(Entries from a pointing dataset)
-*-
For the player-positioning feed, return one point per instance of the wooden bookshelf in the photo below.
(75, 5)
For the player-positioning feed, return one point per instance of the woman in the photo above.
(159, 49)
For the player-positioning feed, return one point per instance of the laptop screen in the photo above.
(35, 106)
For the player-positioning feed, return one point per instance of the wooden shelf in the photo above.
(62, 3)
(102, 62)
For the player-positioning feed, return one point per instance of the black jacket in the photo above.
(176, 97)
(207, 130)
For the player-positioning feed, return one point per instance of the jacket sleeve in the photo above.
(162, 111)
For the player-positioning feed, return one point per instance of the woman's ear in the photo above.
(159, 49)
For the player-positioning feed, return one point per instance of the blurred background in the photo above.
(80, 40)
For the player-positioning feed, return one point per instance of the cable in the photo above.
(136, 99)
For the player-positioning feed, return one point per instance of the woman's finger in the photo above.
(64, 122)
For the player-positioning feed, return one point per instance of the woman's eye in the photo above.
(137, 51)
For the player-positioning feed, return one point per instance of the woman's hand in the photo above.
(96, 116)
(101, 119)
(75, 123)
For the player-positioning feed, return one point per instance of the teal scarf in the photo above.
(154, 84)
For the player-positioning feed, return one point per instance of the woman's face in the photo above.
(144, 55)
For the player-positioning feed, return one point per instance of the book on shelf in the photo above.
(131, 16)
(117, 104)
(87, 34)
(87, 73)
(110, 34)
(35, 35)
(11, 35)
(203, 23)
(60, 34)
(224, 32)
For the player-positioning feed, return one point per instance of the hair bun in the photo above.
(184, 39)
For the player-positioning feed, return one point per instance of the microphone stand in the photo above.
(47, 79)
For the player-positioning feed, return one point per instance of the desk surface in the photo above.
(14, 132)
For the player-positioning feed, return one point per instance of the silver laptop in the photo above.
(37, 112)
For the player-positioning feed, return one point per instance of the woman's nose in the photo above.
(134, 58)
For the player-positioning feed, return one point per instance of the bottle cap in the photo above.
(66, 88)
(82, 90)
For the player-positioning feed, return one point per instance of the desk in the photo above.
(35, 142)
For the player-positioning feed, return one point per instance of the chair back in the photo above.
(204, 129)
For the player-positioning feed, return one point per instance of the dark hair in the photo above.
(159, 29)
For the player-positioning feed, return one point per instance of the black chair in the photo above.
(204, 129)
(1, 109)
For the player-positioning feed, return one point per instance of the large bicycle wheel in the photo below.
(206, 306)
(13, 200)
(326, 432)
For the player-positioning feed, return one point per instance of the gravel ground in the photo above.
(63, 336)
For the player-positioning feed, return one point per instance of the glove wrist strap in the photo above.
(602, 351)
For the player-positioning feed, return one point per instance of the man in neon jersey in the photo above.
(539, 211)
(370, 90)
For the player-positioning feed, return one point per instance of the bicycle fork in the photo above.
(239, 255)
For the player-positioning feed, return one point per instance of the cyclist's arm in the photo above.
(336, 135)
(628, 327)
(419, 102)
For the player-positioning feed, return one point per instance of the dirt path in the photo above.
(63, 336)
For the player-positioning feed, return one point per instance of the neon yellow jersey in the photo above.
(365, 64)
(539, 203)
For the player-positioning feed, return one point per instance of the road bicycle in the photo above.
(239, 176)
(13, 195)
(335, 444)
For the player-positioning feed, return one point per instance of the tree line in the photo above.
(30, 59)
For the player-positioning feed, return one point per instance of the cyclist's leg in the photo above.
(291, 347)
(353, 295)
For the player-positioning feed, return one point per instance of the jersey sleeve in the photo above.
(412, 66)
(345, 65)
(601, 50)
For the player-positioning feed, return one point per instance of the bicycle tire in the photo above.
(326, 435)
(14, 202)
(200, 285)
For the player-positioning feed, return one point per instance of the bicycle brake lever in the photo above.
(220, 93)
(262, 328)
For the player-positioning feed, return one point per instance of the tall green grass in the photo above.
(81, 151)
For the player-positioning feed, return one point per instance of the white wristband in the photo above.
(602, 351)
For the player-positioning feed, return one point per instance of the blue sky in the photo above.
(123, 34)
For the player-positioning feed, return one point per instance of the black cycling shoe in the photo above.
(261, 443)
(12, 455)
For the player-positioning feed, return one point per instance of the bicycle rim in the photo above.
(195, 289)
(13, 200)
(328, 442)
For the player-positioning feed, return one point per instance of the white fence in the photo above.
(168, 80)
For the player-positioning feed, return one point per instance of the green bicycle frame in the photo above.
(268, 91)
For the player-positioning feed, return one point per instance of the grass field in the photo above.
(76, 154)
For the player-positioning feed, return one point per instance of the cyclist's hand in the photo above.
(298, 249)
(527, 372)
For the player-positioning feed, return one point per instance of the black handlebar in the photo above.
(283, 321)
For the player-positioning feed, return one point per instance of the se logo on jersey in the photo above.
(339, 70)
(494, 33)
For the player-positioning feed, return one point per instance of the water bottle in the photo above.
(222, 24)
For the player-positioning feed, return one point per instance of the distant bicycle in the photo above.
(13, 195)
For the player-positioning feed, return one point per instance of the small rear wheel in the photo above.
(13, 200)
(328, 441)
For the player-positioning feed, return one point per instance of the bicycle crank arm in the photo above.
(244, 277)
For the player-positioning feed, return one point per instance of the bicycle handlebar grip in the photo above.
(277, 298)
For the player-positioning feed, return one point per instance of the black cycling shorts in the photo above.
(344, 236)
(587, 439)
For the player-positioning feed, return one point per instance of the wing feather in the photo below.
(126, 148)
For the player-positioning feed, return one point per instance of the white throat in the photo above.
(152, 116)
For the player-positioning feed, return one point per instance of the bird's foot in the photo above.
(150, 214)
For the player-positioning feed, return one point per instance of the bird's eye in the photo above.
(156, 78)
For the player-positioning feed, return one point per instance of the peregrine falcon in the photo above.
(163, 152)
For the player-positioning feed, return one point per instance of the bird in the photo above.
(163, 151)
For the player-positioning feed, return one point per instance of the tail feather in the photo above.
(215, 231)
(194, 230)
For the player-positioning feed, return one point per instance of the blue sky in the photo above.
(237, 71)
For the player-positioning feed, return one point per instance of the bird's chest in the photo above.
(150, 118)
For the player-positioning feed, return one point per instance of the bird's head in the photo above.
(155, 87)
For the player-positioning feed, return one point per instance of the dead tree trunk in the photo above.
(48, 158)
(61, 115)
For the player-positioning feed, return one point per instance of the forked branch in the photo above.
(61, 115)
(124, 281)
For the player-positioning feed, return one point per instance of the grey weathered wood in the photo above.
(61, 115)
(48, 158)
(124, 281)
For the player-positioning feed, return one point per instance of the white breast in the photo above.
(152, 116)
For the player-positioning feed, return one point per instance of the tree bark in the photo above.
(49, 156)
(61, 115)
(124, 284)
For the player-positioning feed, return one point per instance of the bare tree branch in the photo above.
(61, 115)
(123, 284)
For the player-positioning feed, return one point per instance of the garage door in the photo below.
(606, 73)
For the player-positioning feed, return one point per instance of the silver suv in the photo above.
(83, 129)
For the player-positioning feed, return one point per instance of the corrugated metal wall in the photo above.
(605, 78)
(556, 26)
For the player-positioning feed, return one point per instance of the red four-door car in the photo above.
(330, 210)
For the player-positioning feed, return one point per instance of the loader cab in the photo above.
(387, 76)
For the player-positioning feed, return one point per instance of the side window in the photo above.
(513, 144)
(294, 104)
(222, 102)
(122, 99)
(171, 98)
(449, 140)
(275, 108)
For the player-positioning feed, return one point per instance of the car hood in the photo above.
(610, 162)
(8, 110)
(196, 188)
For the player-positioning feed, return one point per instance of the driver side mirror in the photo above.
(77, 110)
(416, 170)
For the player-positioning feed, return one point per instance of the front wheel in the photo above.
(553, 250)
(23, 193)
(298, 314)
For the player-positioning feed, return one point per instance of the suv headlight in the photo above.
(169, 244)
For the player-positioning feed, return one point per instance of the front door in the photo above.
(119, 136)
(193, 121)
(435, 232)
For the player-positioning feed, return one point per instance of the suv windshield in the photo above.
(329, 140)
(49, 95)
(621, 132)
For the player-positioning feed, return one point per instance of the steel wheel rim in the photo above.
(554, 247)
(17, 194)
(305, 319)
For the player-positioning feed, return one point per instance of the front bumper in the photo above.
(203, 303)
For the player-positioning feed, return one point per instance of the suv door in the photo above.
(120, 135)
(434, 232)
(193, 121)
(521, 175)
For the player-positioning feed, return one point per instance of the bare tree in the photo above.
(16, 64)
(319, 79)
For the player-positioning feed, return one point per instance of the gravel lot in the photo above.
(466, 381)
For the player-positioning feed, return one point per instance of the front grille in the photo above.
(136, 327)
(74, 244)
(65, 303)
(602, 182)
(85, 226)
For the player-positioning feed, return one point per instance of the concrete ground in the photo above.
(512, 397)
-*-
WHAT IS REQUIRED> In the records above, return only the line that contains "bumper in the photo above." and every line after it through the last, exactly as they appear.

ANSWER TO THE PROBLEM>
For the player-positioning feed, return one point per instance of the front bumper in the photo above.
(203, 303)
For the player-positioning feed, return one point per instance of the suv door in the photo above.
(120, 135)
(434, 232)
(193, 121)
(521, 175)
For the player-positioning feed, return one point per instance of the bare tree in the photo above.
(16, 64)
(319, 79)
For the player-positioning feed, return one point per instance of the gravel lot in the photo above.
(466, 381)
For the player-positioning feed, return one point per instance of the front grille in the photo above.
(136, 327)
(74, 244)
(65, 303)
(602, 182)
(85, 226)
For the player-positioning feed, return one point per instance of the concrete ground in the photo above.
(512, 397)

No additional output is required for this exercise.